**TO DO**. Copy every record exactly, leaving the pictures out.

===== DATASET EXTRACT =====

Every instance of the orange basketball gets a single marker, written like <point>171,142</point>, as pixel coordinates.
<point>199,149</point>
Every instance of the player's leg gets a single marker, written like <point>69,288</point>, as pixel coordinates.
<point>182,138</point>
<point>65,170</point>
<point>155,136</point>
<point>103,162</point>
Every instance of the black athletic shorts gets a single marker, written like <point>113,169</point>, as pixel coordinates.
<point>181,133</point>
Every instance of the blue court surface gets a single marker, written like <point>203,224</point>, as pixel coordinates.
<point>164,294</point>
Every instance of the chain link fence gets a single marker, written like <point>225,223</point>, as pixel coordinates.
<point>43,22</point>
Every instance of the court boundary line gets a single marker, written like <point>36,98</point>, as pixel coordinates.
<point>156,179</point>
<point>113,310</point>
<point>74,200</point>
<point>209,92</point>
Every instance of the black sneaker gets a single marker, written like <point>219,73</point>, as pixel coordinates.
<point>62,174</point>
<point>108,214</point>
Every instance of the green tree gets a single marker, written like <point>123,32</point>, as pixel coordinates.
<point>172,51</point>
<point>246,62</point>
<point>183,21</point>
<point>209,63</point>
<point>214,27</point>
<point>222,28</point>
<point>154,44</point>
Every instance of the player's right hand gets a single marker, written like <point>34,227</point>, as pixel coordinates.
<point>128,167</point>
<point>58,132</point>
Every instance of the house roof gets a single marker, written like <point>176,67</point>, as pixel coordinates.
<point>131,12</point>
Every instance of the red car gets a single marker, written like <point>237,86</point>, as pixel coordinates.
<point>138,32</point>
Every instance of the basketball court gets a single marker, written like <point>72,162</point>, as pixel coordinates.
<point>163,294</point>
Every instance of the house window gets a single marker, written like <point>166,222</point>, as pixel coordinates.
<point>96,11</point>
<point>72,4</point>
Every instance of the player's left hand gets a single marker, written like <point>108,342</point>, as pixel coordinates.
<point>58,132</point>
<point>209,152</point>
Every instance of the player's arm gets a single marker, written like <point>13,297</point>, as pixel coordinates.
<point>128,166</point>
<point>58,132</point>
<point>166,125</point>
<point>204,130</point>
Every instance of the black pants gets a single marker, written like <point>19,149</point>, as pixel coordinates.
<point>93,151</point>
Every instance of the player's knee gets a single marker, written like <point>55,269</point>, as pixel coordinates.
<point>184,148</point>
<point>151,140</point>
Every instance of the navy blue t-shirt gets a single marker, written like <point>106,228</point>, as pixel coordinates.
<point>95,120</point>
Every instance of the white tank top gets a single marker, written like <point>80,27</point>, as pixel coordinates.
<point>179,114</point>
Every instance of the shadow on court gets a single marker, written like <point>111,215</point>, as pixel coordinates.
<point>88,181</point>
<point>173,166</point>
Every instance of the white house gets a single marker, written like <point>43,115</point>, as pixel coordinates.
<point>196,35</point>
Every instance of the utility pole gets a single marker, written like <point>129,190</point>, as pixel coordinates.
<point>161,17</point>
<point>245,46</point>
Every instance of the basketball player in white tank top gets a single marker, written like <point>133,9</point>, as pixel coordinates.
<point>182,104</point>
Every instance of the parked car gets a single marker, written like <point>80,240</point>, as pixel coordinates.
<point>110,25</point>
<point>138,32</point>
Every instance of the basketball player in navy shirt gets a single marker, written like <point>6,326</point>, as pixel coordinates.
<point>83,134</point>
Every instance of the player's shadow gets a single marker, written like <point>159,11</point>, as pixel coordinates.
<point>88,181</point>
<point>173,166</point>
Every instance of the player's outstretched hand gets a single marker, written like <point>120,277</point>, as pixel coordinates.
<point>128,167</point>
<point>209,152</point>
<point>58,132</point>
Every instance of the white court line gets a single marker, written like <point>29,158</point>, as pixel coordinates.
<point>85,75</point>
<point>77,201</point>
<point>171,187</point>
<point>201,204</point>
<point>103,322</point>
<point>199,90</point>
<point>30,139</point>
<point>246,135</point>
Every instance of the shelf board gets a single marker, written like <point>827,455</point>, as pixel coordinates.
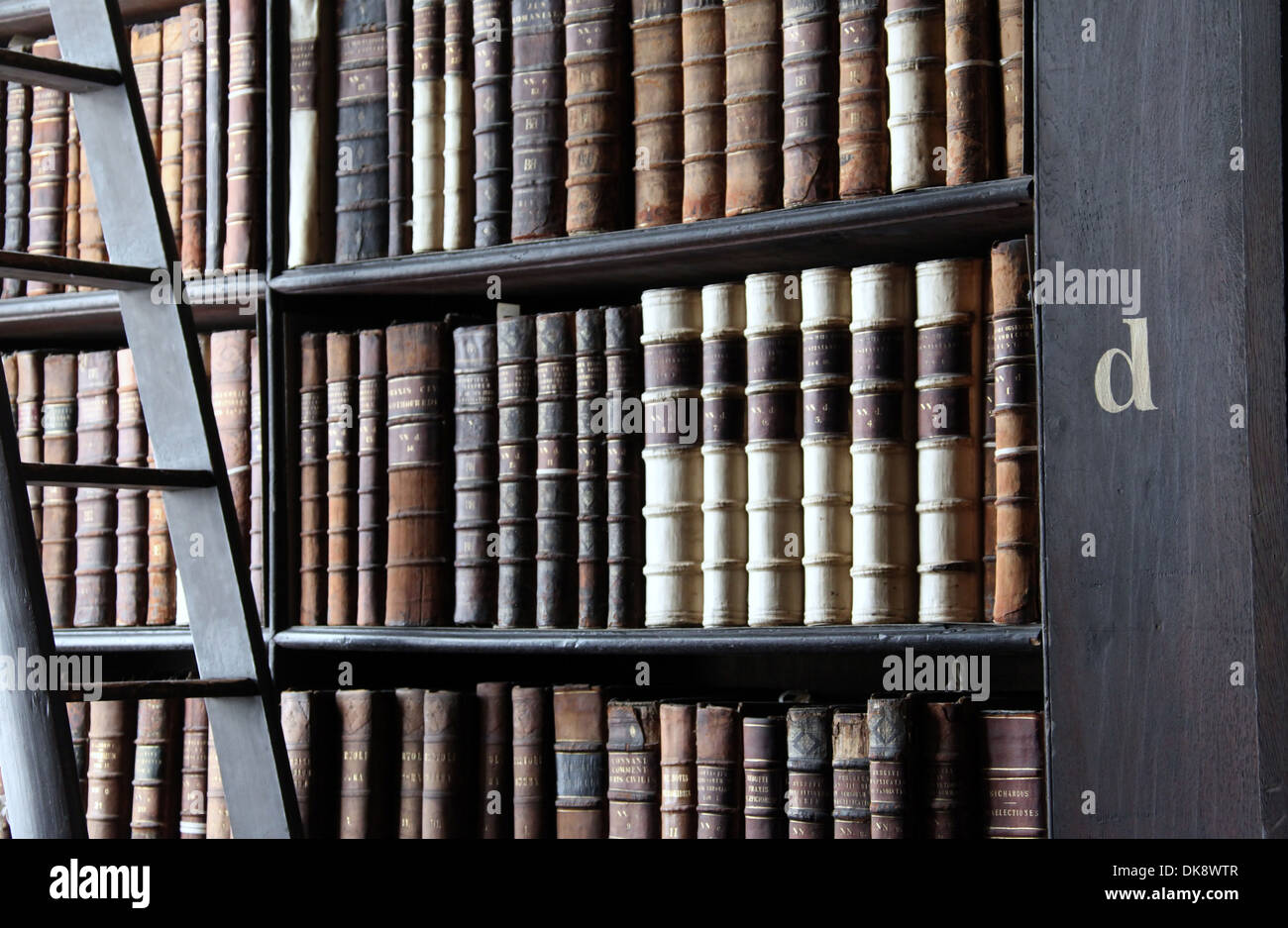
<point>914,226</point>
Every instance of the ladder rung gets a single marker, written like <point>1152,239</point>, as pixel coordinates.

=====

**RESPONSE TO THE EXERCISE**.
Every instance of the orange basketball gets a single marker, written like <point>171,142</point>, as pixel coordinates.
<point>199,149</point>
Every instance of the player's leg gets a single marker, written like <point>69,288</point>, as pixel coordinates.
<point>182,138</point>
<point>65,170</point>
<point>155,136</point>
<point>103,162</point>
Every instance of the black athletic shorts gets a single marker, written like <point>113,169</point>, as pixel coordinates.
<point>181,133</point>
Every instance of the blue court surface gets a single marker, written like <point>203,224</point>, as pixel coordinates.
<point>164,294</point>
Every instance of the chain link fence gets a single marker, written like <point>225,223</point>, as pixel coordinates.
<point>43,22</point>
Every instance of the court boundary line gets a single marker, written like <point>36,98</point>, as pixel coordinates.
<point>156,179</point>
<point>113,310</point>
<point>74,200</point>
<point>209,92</point>
Every instance of the black sneaker gets a single marker, written like <point>219,73</point>, as pixel coordinates.
<point>62,174</point>
<point>108,214</point>
Every instance of the green tree gets a single marker, written like <point>123,32</point>, as pixel coordinates.
<point>172,51</point>
<point>246,62</point>
<point>183,21</point>
<point>209,63</point>
<point>214,27</point>
<point>222,28</point>
<point>154,44</point>
Every instance of the player's right hand gets a single marker, written like <point>34,227</point>, as pixel coordinates.
<point>128,167</point>
<point>58,132</point>
Every instance of the house roof gets a single marker, written like <point>176,67</point>, as pixel coordinates.
<point>131,12</point>
Every instance of the red car gets a single marker, written like <point>237,86</point>, as pixel coordinates.
<point>138,32</point>
Every instance of the basketball court gets a single marker, written like <point>72,162</point>, as pixel coordinates.
<point>163,294</point>
Every instance of the house window gets a single marker, written like <point>166,222</point>, as pixel coordinates.
<point>96,11</point>
<point>72,4</point>
Every instance of the player's left hand gets a single marker, written like <point>108,342</point>, as pixel coordinates.
<point>58,132</point>
<point>209,152</point>
Every instance of the player's arm gets a single marker, written like <point>13,297</point>, as pixel coordinates.
<point>128,166</point>
<point>58,132</point>
<point>166,125</point>
<point>204,130</point>
Every instance of the black pants gets a single marker, written like <point>19,149</point>, as pixel coordinates.
<point>93,151</point>
Every instance of the player's knee gets a single marker, written like <point>55,269</point>, as pixel coordinates.
<point>184,148</point>
<point>151,140</point>
Every instance of the navy blue t-shirt gets a single marker, written like <point>106,228</point>, as pixel coordinates.
<point>95,120</point>
Every instance of the white tank top gets a single marker, written like <point>80,27</point>, as pixel coordinates.
<point>179,114</point>
Every instance of the shadow on court gets a single marker, written like <point>111,215</point>, as pixel coordinates.
<point>88,181</point>
<point>173,166</point>
Every instance of the white house gets a single marker, written like <point>43,115</point>, as pixel coordinates.
<point>196,35</point>
Every instance of the utility pole gets a single marker, written like <point>129,190</point>, as pixel coordinates.
<point>161,17</point>
<point>245,46</point>
Every instance of the basketball player in white tank top gets a single marker, written like <point>133,9</point>, as pixel coordinates.
<point>182,104</point>
Every instance of the parked car gets a single marker, written like <point>80,240</point>, as pixel coordinates.
<point>110,25</point>
<point>138,32</point>
Every instance of the basketball player in navy shirt gets a single marker, written like <point>6,326</point>, as pixel coordinates.
<point>83,134</point>
Every instance of the player's shadow gets a single marker, written like <point>159,11</point>, as pixel coordinates.
<point>88,181</point>
<point>173,166</point>
Every instance of the player's outstretched hand gets a single marker, written like <point>120,277</point>, as pixel coordinates.
<point>128,167</point>
<point>209,152</point>
<point>58,132</point>
Every instance of the white court line gets a single marker, written like <point>29,158</point>, as pixel coordinates.
<point>85,75</point>
<point>77,201</point>
<point>171,187</point>
<point>201,204</point>
<point>103,322</point>
<point>199,90</point>
<point>30,139</point>
<point>246,135</point>
Every instance of the shelf board gets a single marker, written like <point>827,455</point>, as pixel coordinates.
<point>914,226</point>
Every instance of the ladder rung gets a single marker, written like <point>1152,239</point>, as pixel coordinates.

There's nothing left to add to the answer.